Task requirements =
a – In the podcast transcript on problem strings, why does Pam say problem strings in the classroom should be short mini lessons? Answer in one to three sentences.
b – Resume the podcast transcript on problem strings, starting right after Kim's last line.

Text segment =
━━━━━━━━━━━━━━━━━━━━━━━━━━━━━━

Math is Figure-Out-Able with Pam Harris

Ep 72: The do's and don'ts of Problem Strings

November 02, 2021 Pam Harris Episode 72
Math is Figure-Out-Able with Pam Harris
Ep 72: The do's and don'ts of Problem Strings
Show Notes Transcript

Facilitating a Problem String is tricky business, so Pam and Kim take the time in this episode to provide some do's and don'ts that anyone can learn from.
Talking Points

  • Use purposefully crafted Problem Strings
  • Purposefully choose who shares
  • The importance of modeling students' thinking
  • It's not about learning the steps
Pam Harris:

Hey fellow mathematicians. Welcome to the podcast where math is figure-out-able! I'm Pam.

Kim Montague:

And I'm Kim.

Pam Harris:

And we make the case that mathematizing is not about mimicking steps, or rote memorizing facts. But it's about thinking and reasoning about creating and using mental relationships. We take the strong stance that not only are algorithms not particularly helpful in teaching, but that mimicking algorithms actually keep students from being the mathematicians they can be. We answer the question, if not algorithms and step by step procedures, then what?

Kim Montague:

So this is going to be really good episode y'all. Last week, we talked in detail about what problem strings are and are not. We kind of defined them a little bit. We thought this week, we would share what we have over the years called some do's and don'ts of problem string facilitation. People ask all the time, how they should make problems, strings go smoothly, and what could go well, for both them and their students. So today, we're going to focus on some tips and things to think about whether you're starting problem strings, or you've done some for a while. Short, Pam, short!

Pam Harris:

Absolutely. So newbies, and veterans, we think we have some suggestions about ways that you can facilitate problem streams to get the most bang for your buck. So here we go. Let's start with just repeating the definition of sorts about what a problem string is. And then we're going Kim's going to give me a hard time because I have a to kind of parse through some nuances. So a problem string is a purposefully designed sequence of related problems. That helps students mentally construct mathematical relationships, and nudges students towards a major efficient strategy, model, or big idea. Alright, so wi h that in mind, some things ab ut problem strings are th y are meant to be mini lessons a out 10 to 15 minutes long. ow, Kim - harder time making them short. But there is a reason for that, right? Like, in the classroom, when you know you have students over a period of time, we want them to be short, snappy, to the point, get it done. Because we know we get students back tomorrow. And we know we can build on those tomorrow. When I'm teaching my university classes, I do a better job of that. When I do workshops with teachers, and I only have them for that day. Or for heaven's sakes lately, that hour in a virtual workshop, then I try to get more done. Because I feel like I only have then for right then and so I tried to build it too much probablyin that moment. So -

Kim Montague:

You also have some teacher talking imbeded, I will give you that.

━━━━━━━━━━━━━━━━━━━━━━━━━━━━━━

Records supplied =
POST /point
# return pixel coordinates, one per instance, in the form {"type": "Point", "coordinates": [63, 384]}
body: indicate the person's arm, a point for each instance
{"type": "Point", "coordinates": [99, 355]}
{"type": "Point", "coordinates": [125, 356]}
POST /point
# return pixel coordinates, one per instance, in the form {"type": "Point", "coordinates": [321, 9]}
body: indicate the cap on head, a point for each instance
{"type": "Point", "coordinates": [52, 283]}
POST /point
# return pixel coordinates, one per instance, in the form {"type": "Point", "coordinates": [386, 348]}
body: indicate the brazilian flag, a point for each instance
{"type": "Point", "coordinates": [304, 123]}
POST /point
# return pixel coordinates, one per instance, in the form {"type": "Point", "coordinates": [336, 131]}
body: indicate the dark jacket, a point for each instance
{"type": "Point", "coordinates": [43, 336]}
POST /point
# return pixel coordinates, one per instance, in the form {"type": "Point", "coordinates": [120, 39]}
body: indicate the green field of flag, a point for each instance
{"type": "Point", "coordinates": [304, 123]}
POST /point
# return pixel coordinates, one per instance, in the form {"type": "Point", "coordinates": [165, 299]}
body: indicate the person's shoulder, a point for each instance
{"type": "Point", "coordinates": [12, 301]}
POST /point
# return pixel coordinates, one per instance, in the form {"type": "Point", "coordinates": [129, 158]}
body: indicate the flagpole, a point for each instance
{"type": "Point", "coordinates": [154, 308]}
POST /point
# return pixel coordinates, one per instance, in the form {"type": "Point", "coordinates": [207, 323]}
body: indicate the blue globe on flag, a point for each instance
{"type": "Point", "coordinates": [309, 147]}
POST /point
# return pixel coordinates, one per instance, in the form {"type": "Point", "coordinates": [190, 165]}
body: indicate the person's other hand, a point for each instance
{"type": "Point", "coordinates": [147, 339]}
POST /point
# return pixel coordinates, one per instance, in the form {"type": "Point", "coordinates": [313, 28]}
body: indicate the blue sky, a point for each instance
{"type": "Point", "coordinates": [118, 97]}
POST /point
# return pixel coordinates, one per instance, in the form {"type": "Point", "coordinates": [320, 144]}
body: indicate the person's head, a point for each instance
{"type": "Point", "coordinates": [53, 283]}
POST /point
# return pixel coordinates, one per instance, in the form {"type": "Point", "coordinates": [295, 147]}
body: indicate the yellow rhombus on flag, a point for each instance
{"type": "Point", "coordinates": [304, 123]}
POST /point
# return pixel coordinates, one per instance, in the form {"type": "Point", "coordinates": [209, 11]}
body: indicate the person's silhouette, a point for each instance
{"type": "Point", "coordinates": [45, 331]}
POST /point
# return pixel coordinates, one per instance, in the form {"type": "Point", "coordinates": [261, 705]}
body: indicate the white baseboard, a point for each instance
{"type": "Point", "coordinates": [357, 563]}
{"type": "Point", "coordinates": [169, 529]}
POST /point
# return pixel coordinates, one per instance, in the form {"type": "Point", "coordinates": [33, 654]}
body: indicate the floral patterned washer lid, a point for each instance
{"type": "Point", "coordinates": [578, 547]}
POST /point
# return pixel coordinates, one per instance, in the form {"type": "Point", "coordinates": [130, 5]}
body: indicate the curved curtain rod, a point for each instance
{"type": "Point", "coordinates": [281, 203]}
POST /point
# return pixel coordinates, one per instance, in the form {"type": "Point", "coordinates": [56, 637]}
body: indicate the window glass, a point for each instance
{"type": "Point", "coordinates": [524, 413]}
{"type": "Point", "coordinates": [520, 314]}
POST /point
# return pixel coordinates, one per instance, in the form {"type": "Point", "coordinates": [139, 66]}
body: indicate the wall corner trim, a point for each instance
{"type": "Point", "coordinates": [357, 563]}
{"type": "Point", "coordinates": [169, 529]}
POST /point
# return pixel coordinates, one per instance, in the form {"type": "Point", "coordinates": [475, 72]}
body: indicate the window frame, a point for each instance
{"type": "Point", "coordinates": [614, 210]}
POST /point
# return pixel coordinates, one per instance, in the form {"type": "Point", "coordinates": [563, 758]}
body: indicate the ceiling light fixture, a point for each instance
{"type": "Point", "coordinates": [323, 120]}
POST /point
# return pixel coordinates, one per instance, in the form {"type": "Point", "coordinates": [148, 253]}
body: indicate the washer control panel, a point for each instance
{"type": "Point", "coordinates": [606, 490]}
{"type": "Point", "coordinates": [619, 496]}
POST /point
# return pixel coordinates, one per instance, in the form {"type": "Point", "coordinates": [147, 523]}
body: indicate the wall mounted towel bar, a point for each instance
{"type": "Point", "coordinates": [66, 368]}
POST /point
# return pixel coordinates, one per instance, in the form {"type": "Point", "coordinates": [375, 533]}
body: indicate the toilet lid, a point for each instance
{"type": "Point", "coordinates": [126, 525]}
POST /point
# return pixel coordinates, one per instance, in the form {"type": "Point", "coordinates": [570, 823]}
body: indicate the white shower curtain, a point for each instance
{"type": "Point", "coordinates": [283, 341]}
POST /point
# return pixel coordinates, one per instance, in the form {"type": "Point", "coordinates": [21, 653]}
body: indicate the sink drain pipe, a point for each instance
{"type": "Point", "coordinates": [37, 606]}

━━━━━━━━━━━━━━━━━━━━━━━━━━━━━━

Per-task outputs =
a – Classroom teachers have their students over a period of time, so a problem string can be short, snappy, and to the point. The students come back the next day, and the teacher can build on that day's work then.

b –
Pam Harris:

Oh, yeah, that's true, too. Yeah, whether you want me to or not. Because it's hard for me not to because that's who the students are infront of you, you're teachers. There you go. Alright, so another thing, the problems are related problems, they're not unrelated. So sometimes we'll see things that people will call problem strings. And they're really just sort of a list of problems that aren't really related. They're just kind of the problems that you can all solve using the same algorithm or something. That's not a problem string. Alright, what else Kim?

Kim Montague:

So Problem Strings are one at a time, right? They're not to be given to students all at once. I am going to admit that I have seen several times where it's a fine problem string, a list of related problems. That could be a lovely string, but they have been typed out on a slide and thrown up as like morning work, or handed out on a piece of paper. And -

Pam Harris:

Like a warm up? Like here's your bell ringer, like all at once. Uh huh.

Kim Montague:

And really, because the idea is to generate conversation, it's not about doing the same thing every time, then throwing all the problems out at once is not going to convince somebody to try something new or to open their mind to the strategy that's happening. It shouldn't be the same thing every time.

Pam Harris:

Yep. And many of the Problem Strings that I've been reading lately, you won't even know what to do based on just handing you the problem. There's often other things to do, like graph this function or talk to me about the end behavior, or how many sides are parallel, like you can't even put it down on paper sufficiently that the students would even know what to do without those prompts. Yeah, so it's not a worksheet not on a slide. Alright, so another difference is, the teacher chooses who shares.

Kim Montague:

Yes.

Pam Harris:

So it's not about everybody sharing. A teacher is going to circulate and look at what students are doing and then say, Ooh, to move the math forward, I need this strategy shared next. It's not about choosing the student who has not necessarily the best strategy or the most clear explanation, actually, sometimes we'll choose the student who's just on the cusp of making sense of things that they have the idea kind, it's sort of there, tt's a little muddy and we ask that student to share, because that is going to give us the opportunity to have other students join in and help clarify and clear up and more learning can occur. So it's not about having the most clear explanation shared, it's about what will move the math forward here. Sometimes it's even having a student just share the beginning of an idea, and they get us started and then students could sort of jump in and add on. And so we're always looking with an eye toward equity as we choose who shares but it's absolutely not a free for all. It's a thoughtful sharing.

Kim Montague:

Well, and even as you choose who shares you choose who shares in what order. I've seen you say, you're number one, you're number two, because as you're circulating, you are telling kids in what order you want them to share, right?

Pam Harris:

Yeah, in a really good facilitation, you have thought through the kinds of things that you expect students to do, and you're thinking about sharing them in an order that will help everybody have access and help move that math forward. Help create more and more connections. Yep.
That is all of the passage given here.